Stored data
○ ○ ○ ○
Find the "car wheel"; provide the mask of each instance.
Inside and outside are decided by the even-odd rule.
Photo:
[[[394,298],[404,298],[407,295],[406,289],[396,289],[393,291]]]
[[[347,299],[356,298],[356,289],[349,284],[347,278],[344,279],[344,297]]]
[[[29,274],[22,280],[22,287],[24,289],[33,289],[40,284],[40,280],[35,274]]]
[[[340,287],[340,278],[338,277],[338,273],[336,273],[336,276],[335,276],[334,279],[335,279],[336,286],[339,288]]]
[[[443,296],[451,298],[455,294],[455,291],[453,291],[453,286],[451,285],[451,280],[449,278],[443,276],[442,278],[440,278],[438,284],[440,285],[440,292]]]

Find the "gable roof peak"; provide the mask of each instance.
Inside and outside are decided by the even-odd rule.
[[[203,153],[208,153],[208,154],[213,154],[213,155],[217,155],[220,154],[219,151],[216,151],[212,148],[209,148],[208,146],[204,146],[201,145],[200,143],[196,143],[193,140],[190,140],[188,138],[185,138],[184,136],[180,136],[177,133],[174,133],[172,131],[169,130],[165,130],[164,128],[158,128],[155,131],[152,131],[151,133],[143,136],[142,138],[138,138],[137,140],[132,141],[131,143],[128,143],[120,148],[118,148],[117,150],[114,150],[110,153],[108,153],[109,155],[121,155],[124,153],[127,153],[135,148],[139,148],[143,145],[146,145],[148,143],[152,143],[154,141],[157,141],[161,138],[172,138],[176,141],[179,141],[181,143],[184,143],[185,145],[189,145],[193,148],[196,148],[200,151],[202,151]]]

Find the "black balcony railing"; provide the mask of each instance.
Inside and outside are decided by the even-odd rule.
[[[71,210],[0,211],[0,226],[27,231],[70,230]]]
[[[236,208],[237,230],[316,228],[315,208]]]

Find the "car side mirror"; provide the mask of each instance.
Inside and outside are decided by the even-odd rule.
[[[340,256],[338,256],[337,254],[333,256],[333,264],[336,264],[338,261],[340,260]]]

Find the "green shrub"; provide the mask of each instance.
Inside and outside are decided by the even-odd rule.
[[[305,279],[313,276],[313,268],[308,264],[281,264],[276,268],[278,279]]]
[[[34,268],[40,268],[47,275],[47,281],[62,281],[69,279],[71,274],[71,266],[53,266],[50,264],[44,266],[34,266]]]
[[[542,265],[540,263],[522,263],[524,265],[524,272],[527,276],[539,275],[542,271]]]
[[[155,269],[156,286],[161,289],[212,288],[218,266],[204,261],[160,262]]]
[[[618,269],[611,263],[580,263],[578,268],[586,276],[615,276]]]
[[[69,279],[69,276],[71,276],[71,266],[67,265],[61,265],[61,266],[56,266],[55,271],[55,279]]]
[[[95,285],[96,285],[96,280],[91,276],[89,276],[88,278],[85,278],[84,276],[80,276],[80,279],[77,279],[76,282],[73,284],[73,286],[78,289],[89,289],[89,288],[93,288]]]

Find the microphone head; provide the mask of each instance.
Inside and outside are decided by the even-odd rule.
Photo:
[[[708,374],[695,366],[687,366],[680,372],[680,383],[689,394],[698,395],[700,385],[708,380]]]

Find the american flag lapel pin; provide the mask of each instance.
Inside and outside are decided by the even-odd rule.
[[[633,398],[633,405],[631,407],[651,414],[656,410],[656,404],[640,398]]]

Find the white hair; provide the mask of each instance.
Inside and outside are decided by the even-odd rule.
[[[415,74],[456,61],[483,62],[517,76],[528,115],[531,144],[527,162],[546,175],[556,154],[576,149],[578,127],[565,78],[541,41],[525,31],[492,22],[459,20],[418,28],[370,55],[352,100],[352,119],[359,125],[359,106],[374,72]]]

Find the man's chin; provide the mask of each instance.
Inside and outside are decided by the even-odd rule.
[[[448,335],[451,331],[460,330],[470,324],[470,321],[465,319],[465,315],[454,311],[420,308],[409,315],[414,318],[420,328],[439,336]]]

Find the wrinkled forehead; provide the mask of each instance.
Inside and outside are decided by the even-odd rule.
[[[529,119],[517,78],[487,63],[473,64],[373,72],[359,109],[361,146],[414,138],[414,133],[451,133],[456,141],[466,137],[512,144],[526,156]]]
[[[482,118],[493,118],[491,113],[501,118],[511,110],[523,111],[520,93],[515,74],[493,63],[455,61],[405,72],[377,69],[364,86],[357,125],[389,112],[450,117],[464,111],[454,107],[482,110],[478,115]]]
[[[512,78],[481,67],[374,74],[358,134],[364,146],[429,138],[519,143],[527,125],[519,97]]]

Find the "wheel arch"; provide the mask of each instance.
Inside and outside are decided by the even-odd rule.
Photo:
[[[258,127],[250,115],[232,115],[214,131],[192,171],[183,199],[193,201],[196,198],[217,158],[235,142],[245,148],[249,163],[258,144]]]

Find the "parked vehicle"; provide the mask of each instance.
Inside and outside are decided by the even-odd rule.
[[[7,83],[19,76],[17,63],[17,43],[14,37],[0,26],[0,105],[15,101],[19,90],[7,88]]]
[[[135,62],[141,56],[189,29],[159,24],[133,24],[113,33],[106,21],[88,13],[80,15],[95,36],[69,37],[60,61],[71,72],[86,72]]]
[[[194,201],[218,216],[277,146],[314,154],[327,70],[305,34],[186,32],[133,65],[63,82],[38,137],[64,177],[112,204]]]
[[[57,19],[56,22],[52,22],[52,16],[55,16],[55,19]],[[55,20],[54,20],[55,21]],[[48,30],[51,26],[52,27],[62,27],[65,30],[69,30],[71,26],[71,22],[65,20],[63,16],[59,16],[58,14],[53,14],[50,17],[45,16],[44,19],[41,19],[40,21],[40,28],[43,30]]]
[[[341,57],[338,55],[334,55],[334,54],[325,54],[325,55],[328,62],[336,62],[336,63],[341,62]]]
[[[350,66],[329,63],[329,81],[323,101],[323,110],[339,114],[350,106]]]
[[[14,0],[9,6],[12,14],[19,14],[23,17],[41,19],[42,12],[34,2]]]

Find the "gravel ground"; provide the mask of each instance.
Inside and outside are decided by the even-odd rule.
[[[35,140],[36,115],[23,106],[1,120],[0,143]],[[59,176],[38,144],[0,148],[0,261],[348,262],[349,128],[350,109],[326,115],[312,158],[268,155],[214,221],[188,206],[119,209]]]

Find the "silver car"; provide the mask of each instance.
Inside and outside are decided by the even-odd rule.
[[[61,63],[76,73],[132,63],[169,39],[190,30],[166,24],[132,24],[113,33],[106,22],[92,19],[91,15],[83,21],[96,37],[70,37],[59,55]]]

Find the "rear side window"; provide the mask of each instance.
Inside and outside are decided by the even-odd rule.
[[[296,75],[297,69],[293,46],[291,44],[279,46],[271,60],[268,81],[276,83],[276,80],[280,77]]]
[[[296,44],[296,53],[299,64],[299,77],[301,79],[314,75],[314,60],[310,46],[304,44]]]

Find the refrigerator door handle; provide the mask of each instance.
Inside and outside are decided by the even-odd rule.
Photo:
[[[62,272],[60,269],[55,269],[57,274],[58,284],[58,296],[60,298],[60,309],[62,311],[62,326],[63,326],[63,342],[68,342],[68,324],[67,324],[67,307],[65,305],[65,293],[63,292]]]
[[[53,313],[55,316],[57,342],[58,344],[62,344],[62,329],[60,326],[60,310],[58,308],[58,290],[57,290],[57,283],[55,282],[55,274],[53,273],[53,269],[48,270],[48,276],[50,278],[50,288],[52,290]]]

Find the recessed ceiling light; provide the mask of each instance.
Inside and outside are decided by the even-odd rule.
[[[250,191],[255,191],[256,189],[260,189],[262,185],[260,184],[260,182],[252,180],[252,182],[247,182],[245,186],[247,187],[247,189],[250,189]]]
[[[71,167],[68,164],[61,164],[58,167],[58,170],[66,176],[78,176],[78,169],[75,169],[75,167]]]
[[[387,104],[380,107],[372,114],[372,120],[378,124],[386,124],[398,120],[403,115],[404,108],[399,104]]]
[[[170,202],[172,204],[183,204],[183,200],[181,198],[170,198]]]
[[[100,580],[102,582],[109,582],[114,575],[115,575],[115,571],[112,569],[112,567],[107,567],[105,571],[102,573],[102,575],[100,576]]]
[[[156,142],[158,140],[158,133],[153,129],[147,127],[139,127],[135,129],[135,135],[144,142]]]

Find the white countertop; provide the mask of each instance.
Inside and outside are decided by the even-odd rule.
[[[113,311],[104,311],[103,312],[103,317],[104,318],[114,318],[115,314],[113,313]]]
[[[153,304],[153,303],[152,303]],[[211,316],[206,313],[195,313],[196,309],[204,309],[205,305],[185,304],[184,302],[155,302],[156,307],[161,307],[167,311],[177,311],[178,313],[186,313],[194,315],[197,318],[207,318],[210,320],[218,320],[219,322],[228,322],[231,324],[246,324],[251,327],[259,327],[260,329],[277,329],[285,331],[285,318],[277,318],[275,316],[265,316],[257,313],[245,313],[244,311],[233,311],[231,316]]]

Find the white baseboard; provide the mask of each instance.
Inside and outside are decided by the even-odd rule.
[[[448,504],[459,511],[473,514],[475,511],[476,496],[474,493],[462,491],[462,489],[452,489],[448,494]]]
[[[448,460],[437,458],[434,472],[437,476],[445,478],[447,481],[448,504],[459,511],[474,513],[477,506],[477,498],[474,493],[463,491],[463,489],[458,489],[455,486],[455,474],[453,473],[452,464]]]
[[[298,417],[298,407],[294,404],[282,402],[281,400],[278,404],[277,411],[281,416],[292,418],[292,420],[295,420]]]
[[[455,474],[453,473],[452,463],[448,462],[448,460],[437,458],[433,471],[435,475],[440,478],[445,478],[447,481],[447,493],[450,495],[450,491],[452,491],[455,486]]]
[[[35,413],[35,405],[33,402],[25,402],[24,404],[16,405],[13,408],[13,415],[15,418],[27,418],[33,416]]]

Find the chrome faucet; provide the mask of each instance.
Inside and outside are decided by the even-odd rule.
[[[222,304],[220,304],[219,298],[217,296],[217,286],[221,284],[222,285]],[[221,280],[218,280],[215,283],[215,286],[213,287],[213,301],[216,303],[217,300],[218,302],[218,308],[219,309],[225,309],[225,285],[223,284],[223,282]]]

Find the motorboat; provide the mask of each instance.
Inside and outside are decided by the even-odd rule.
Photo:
○ ○ ○ ○
Lines above with "wheel" in them are the ones to copy.

Response below:
Find the "car wheel"; provide the mask of each instance.
Find the "wheel arch"; provide the mask of each instance.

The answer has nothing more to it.